* _Görev 1_
Tasavvufla ilgili metnin "Öncelikle bu ve" sözcüklerinden başlayıp "Mevlâ’ya iltica etmelidirler." sözcükleri de dahil olmak üzere oraya kadar uzanan kısmını olduğu gibi yazıya geçir.

Öncelikle bu ve benzeri eğri-büğrü düşüncelerle, vesveselerle mâlûl kişilere tavsiyemiz; İmam-ı Rabbani (k.s.) hazretlerinin usûliyle ilim-amel-ihlâs sacayağını ayakta tutmaya çalışmalarıdır. Bunun için de evvela sağlam ilmî temellere dayalı olarak Ehl-i Sünnet esaslarına göre itikadlarını, sonra da amellerini tashih edip ardından da ihlâs’a sahip olmaya gayret göstemelidirler. Tabii bu sahada yol alırken, mevcut vesveselerine de son vermeleri, onlardan tamamiyle kurturlamak için azami çabayı sarf ederek, kurtarması için de Cenab-ı Mevlâ’ya iltica etmelidirler. 

Sorular ve cevapları

1- “Tasavvuf: tarikatta tarikata girenleri boy abdesti almaları lazım diyorlar bazılarıda diyor ki sanki cunübüz öyle diyorlar.islamiyette ne kadar yeri var

Mesele tasavvuf âdap ve usûliyle alakalıdır, binaenaleyh şer’i bir emir değil tavsiyedir. Yoksa fıkhî açıdan bir cünüplük söz konusu olup da yıkanmak farzdır anlamına değildir. Elbette ki boy abdesti normal abdestten daha faziletlidir. Hakiki mü’min, daima her şeyin en iyisine, en üstününe talip olmalıdır. Söz konusu ettiğiniz meselenin İslamiyet’teki yeri, biraz önce belirttiğimiz gibi, âdapla-edeple alakalıdır. Edebe riayeti gereksiz görenlere söylenecek bir şey de yoktur. Dinimizde ve bahusus tasavvuf yolunda, âdap yoksunluğuyla elde edilebilecek pek de fazla bir şeyden söz edilemez. Her şey edeple güzeldir. Bu hususta ciltler dolusu kitaplar yazılır. Ama önemli olan o yazılanları hazmederek okumak, mucibince âmil olmaktır.

* _Görev 2_
Aşağıdaki kayıtlarda "tags" dizesini içeren her satırı hiç değiştirmeden çekip çıkar.

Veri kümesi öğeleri
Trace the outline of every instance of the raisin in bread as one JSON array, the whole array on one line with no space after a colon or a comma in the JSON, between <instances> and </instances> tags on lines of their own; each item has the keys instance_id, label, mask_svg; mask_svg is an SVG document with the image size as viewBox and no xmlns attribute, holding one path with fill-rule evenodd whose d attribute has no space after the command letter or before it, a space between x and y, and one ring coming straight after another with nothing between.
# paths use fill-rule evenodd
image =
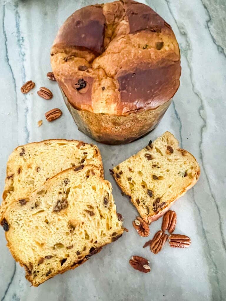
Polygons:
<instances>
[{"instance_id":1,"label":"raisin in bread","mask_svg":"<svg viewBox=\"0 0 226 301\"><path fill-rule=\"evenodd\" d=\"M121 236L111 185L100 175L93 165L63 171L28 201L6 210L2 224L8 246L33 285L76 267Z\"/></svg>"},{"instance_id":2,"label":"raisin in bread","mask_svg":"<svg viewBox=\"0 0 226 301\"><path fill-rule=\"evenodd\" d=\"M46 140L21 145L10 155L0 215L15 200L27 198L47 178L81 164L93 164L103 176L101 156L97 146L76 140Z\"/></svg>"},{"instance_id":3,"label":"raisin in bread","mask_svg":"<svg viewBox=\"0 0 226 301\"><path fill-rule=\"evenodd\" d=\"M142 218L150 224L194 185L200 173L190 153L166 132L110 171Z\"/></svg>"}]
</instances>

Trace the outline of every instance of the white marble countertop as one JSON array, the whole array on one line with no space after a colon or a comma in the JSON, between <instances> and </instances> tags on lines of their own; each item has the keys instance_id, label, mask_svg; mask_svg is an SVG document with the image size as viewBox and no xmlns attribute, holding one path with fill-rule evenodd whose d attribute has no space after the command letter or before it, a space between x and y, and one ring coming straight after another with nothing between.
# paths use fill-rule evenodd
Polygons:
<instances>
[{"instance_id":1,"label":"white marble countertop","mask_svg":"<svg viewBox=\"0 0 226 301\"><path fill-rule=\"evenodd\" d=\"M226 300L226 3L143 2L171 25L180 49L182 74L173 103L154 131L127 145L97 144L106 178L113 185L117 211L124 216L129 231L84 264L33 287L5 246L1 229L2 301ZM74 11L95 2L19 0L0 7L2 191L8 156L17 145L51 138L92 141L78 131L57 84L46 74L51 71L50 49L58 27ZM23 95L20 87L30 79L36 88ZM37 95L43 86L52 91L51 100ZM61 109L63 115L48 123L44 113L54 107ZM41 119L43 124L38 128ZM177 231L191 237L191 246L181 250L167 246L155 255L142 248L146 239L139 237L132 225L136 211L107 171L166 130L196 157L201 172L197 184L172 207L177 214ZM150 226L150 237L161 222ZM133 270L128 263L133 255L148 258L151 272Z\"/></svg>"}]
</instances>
* * *
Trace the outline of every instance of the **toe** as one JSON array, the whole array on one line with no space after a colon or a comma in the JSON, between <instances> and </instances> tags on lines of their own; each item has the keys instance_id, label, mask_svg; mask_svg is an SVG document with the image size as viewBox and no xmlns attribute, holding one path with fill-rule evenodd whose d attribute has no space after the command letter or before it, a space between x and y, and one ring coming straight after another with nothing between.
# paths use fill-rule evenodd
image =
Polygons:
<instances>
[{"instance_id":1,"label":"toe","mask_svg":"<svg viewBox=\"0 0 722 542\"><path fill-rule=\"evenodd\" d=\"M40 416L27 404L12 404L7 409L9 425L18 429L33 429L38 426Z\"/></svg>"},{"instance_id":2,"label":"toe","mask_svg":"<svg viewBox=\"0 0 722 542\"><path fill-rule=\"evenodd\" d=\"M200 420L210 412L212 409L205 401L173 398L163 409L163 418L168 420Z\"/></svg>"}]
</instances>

* _Çıktı 1_
Öncelikle bu ve benzeri eğri-büğrü düşüncelerle, vesveselerle mâlûl kişilere tavsiyemiz; İmam-ı Rabbani (k.s.) hazretlerinin usûliyle ilim-amel-ihlâs sacayağını ayakta tutmaya çalışmalarıdır. Bunun için de evvela sağlam ilmî temellere dayalı olarak Ehl-i Sünnet esaslarına göre itikadlarını, sonra da amellerini tashih edip ardından da ihlâs’a sahip olmaya gayret göstemelidirler. Tabii bu sahada yol alırken, mevcut vesveselerine de son vermeleri, onlardan tamamiyle kurturlamak için azami çabayı sarf ederek, kurtarması için de Cenab-ı Mevlâ’ya iltica etmelidirler.

* _Çıktı 2_
Trace the outline of every instance of the raisin in bread as one JSON array, the whole array on one line with no space after a colon or a comma in the JSON, between <instances> and </instances> tags on lines of their own; each item has the keys instance_id, label, mask_svg; mask_svg is an SVG document with the image size as viewBox and no xmlns attribute, holding one path with fill-rule evenodd whose d attribute has no space after the command letter or before it, a space between x and y, and one ring coming straight after another with nothing between.
Trace the outline of every instance of the white marble countertop as one JSON array, the whole array on one line with no space after a colon or a comma in the JSON, between <instances> and </instances> tags on lines of their own; each item has the keys instance_id, label, mask_svg; mask_svg is an SVG document with the image size as viewBox and no xmlns attribute, holding one path with fill-rule evenodd whose d attribute has no space after the command letter or before it, a space between x and y, and one ring coming straight after another with nothing between.
Trace the outline of every instance of the **toe** as one JSON array, the whole array on one line with no space after a colon or a comma in the JSON, between <instances> and </instances> tags on lines of their own; each item has the keys instance_id, label, mask_svg; mask_svg is an SVG document with the image size as viewBox and no xmlns attribute, holding one path with fill-rule evenodd whose d attribute has no space after the command letter or before it, a space between x and y, and one ring coming straight after another with nothing between.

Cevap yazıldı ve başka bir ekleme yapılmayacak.